# START OF Text block

David James Ball was born in Cheshire, England on May 3, 1959 and given up for adoption at 18-months old. In addition to his work with Soft Cell — which split in 1984 and reunited in 2001 — he released the 1983 solo album In Strict Tempo, performed in several short-lived bands and collaborated with experimental video art noise collective Psychic TV. It was during his time with that group that he teamed up with member producer/songwriter Richard Norris, with whom he formed the duo The Grid in 1988. The pair released six full-length albums over the years, beginning with 1990’s Electric Head through 2021’s Leviathan, a collaboration with King Crimson guitarist Robert Fripp.

“His tunes and hooks are still unmistakably Soft Cell, yet he always took it to the next level too,” Almond said of Ball. “He was a wonderfully brilliant musical genius and the pair of us have been on a journey together for almost 50 years. In the early days we were obnoxious and difficult, two belligerent art students who wanted to do things our way, even if it was the wrong way. We were naive and made mistakes, although we never really saw them as such. It was all just a part of the adventure. Dave and I were always a bit chalk-and-cheese, but maybe that’s why the chemistry between us worked so well.”

Though their working relationship was punctuated by long gaps, Almond said the magic was ever-present. “Whenever we came back together after long periods apart there was always that warmth and chemistry,” he wrote. “There was a deep mutual respect that gave our combined songwriting its unique power. We laughed a lot, and shared a sense of humour, and a love of film, books and music. Dave had shelves full of books and an array of wonderful and surprising musical references. He was the heart and soul of Soft Cell and I’m very proud of our legacy.”

The band’s 2018 show in front of 20,000 fans at the O2 in London was intended to be their farewell, but turned out to be the start of their long last act, which included a 2022-2023 40th anniversary tour of the U.K. and U.S. celebrating their debut album.

# END OF Text block

• Given instruction 1:
Answer these questions using the Dave Ball passage.
(a) In what year did Ball and Richard Norris form The Grid?
(b) For roughly how long does Almond say he and Ball had been on a journey together?
(c) How many fans attended the band's 2018 show at the O2 in London?
• Given instruction 2: Copy out the records beginning at the line that has "Target: man's eyebrow" and stopping after the line that has "[177,143,229,176]", swapping "conical" for "cone-shaped" and leaving everything else as it is.

# START OF Material supplied

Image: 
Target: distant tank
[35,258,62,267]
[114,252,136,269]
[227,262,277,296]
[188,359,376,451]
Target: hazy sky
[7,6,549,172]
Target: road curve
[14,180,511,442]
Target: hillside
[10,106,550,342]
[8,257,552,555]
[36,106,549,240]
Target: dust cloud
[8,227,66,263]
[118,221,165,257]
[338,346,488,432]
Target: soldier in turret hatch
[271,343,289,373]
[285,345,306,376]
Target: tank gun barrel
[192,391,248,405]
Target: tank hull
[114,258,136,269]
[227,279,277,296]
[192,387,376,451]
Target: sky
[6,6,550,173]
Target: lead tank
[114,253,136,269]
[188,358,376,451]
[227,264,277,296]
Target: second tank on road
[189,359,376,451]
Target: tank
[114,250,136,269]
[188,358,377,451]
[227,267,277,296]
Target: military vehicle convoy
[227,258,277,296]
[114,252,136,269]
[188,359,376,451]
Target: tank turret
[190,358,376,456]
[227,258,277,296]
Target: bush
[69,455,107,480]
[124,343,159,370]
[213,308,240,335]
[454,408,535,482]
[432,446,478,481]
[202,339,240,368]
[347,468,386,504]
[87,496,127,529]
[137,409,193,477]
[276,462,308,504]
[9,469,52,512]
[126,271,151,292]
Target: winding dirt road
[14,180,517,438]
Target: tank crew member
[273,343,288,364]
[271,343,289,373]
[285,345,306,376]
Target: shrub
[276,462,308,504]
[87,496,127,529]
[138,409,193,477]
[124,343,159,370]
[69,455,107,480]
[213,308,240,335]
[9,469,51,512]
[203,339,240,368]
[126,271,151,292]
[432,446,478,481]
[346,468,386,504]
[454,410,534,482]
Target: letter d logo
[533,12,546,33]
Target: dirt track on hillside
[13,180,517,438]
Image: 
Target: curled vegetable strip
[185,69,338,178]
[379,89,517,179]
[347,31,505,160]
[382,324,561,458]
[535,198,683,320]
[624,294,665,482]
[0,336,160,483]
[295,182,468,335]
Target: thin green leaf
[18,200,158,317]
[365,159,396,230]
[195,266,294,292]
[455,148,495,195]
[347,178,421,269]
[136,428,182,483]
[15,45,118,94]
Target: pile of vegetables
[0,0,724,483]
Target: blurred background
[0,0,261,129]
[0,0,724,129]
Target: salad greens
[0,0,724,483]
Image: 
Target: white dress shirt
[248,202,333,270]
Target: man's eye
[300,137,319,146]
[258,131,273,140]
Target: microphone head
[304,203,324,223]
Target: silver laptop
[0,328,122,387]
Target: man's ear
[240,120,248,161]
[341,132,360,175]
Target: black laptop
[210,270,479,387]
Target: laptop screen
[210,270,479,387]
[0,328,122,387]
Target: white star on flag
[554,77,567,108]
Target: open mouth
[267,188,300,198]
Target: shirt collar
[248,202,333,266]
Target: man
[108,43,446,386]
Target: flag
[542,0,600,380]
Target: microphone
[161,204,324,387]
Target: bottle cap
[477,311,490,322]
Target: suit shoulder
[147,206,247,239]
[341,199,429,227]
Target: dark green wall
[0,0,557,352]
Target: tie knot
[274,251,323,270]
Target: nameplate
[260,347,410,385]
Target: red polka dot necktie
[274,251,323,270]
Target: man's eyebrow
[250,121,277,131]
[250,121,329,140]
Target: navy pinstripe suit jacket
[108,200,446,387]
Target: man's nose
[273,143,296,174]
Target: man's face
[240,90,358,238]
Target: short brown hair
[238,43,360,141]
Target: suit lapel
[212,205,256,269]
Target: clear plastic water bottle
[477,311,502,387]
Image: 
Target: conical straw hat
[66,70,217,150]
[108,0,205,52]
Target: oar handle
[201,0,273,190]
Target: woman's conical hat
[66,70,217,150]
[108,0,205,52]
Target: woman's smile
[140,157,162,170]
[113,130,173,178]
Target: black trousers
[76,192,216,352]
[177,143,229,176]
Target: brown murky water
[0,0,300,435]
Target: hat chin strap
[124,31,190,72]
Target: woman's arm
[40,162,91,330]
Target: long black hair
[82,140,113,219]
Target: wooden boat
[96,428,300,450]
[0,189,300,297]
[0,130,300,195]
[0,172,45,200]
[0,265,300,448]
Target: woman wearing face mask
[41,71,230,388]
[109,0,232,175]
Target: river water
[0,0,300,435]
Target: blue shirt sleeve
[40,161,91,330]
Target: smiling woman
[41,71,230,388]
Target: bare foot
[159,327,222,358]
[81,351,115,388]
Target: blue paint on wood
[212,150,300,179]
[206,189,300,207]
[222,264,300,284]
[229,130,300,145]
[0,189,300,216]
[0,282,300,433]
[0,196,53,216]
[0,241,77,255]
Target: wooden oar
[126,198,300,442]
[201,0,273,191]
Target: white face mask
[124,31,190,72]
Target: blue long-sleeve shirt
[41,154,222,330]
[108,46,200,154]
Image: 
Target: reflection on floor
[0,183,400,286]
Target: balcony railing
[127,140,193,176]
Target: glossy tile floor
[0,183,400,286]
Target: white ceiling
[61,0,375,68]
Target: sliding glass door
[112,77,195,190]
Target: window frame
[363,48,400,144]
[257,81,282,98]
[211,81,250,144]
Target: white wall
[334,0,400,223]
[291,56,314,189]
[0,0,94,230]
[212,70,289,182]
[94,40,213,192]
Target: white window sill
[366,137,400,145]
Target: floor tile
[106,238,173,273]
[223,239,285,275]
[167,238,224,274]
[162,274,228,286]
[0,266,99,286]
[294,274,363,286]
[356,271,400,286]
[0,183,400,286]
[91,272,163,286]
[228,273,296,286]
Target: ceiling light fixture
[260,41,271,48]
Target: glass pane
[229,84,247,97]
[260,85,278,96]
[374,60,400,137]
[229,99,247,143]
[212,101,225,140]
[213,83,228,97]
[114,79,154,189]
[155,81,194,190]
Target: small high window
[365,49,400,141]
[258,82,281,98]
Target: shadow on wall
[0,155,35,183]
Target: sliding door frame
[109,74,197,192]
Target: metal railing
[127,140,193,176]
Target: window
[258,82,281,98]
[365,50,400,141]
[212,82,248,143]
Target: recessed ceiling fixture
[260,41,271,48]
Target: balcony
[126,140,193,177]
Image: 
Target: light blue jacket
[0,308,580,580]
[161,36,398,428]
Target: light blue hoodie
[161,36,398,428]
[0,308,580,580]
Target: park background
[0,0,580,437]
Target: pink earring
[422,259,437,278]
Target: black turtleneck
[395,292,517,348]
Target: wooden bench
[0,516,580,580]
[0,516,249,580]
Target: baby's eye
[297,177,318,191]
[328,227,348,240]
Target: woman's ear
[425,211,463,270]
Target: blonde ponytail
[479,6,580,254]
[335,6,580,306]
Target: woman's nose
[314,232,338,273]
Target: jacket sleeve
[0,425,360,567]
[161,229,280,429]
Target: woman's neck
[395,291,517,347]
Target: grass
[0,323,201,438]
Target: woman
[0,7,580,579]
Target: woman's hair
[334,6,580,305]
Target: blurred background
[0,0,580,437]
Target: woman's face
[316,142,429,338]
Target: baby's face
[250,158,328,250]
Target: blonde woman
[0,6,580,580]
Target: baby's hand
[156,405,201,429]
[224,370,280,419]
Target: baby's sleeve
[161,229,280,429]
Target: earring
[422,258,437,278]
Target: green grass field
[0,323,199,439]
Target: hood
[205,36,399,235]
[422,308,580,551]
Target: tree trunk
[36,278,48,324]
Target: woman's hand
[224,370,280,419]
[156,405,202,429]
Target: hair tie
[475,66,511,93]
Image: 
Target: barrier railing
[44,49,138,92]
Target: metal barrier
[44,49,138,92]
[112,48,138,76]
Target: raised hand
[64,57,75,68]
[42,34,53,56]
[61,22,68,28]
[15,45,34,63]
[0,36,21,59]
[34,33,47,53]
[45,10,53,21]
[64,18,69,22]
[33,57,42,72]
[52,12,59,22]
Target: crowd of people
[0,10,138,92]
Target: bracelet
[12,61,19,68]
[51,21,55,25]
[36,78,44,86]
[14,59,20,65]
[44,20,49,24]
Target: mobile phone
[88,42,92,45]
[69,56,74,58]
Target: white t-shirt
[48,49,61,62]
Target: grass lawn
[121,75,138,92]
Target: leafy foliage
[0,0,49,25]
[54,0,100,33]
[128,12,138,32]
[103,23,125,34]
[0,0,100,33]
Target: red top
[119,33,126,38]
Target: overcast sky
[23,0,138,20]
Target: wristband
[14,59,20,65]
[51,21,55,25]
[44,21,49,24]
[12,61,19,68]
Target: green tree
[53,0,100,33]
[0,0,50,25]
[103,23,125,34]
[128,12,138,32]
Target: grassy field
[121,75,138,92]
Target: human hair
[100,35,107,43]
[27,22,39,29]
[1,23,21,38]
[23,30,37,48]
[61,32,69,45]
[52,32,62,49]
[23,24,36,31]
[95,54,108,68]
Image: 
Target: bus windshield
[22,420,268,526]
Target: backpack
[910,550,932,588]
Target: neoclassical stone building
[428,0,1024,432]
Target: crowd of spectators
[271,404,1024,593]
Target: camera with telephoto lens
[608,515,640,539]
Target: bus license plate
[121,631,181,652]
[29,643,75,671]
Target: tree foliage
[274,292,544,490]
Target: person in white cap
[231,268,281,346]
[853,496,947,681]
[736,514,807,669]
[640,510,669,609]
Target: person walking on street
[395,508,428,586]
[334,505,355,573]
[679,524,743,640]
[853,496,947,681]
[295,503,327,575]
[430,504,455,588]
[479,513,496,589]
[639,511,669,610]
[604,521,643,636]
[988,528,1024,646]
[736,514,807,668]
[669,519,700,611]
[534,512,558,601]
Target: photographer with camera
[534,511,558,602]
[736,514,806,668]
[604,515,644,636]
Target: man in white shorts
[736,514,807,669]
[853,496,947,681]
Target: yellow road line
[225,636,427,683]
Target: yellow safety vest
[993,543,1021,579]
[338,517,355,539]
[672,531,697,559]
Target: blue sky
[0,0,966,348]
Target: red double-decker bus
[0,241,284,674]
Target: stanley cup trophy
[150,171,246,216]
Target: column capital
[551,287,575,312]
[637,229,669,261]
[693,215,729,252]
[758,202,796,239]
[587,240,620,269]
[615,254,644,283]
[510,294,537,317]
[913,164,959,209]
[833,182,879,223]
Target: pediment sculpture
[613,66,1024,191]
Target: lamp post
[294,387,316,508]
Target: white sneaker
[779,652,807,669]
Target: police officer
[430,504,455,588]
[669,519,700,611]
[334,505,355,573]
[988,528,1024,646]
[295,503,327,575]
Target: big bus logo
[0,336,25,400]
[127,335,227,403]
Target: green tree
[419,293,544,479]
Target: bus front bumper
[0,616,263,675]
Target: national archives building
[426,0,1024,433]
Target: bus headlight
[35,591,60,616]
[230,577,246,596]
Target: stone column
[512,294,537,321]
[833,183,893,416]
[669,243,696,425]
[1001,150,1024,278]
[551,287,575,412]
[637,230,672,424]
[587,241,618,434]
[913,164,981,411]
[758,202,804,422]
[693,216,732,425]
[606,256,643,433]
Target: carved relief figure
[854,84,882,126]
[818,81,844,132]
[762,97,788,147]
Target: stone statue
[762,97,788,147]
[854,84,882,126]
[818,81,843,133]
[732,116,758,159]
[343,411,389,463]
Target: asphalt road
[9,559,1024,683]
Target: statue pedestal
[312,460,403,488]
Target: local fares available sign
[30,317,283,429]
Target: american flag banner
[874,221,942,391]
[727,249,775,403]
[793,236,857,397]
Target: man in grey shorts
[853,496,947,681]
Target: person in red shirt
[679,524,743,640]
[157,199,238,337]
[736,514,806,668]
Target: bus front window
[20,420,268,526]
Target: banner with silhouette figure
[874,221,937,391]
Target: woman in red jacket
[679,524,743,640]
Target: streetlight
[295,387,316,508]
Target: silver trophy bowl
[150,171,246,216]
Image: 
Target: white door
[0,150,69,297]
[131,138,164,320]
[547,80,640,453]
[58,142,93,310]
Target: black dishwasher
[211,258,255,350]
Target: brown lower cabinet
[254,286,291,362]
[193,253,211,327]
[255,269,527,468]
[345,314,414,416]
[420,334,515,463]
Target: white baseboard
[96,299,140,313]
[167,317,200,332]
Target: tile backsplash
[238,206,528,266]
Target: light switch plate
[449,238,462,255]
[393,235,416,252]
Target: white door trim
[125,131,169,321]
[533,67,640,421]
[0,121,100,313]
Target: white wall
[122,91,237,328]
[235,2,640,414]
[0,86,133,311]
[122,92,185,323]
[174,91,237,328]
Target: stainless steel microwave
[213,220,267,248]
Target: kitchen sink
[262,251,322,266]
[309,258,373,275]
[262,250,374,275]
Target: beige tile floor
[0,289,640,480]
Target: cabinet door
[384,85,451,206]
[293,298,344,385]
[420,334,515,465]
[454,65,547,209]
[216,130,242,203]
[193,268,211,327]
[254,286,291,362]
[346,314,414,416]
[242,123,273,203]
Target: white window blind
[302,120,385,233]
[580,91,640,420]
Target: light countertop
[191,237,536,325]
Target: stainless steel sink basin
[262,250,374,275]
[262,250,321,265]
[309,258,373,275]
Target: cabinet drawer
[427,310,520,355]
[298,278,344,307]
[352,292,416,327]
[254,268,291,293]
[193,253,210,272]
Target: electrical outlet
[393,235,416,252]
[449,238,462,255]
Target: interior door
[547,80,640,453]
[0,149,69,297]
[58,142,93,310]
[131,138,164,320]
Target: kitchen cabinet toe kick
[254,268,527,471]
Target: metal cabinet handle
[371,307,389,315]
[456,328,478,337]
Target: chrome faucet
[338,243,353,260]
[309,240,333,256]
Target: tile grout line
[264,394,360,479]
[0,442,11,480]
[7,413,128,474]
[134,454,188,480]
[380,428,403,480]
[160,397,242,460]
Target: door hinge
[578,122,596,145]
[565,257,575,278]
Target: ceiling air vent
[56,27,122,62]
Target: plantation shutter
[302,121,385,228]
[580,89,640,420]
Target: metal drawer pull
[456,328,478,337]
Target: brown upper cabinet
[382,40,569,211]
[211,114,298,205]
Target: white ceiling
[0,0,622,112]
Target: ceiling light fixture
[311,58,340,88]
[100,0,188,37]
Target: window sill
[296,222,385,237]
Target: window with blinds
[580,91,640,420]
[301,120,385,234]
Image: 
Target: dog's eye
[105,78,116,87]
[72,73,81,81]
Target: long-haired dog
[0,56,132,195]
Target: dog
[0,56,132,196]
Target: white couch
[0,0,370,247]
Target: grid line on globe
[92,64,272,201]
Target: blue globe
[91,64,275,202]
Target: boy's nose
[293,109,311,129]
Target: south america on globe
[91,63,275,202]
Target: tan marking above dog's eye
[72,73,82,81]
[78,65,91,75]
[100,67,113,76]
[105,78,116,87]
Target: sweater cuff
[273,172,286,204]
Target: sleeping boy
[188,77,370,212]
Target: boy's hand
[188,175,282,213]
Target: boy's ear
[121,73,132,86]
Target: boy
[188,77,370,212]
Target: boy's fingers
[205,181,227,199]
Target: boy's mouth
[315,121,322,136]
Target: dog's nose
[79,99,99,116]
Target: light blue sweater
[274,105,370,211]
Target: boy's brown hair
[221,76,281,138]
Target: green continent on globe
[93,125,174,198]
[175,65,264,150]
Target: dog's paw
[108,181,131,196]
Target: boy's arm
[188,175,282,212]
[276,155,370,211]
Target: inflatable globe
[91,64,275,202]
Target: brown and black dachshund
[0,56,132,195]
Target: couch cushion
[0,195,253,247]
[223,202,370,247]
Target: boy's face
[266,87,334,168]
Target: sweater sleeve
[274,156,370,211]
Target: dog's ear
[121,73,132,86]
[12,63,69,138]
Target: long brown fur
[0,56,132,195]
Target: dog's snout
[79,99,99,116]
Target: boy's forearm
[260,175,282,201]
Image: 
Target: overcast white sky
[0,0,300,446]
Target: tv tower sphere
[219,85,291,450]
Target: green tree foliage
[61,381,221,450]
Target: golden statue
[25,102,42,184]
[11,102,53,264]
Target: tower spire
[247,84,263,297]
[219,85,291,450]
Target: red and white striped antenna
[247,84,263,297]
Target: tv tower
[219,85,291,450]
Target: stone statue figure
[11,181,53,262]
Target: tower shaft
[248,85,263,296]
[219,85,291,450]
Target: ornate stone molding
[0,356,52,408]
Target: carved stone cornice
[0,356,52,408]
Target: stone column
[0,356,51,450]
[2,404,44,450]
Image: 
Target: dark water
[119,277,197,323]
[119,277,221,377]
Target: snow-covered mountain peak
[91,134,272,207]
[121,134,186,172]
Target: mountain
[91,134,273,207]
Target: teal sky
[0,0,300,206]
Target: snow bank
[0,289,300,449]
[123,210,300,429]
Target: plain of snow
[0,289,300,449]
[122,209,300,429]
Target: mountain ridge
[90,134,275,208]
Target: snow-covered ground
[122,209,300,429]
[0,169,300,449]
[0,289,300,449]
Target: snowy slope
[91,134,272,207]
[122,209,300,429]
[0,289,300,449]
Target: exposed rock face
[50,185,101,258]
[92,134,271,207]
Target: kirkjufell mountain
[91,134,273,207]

# END OF Material supplied

• Exercise solution 1:
(a) 1988
(b) Almost 50 years
(c) 20,000

• Exercise solution 2:
Target: man's eyebrow
[250,121,277,131]
[250,121,329,140]
Target: navy pinstripe suit jacket
[108,200,446,387]
Target: man's nose
[273,143,296,174]
Target: man's face
[240,90,358,238]
Target: short brown hair
[238,43,360,141]
Target: suit lapel
[212,205,256,269]
Target: clear plastic water bottle
[477,311,502,387]
Image: 
Target: cone-shaped straw hat
[66,70,217,150]
[108,0,205,52]
Target: oar handle
[201,0,273,190]
Target: woman's cone-shaped hat
[66,70,217,150]
[108,0,205,52]
Target: woman's smile
[140,157,162,170]
[113,130,173,178]
Target: black trousers
[76,192,216,352]
[177,143,229,176]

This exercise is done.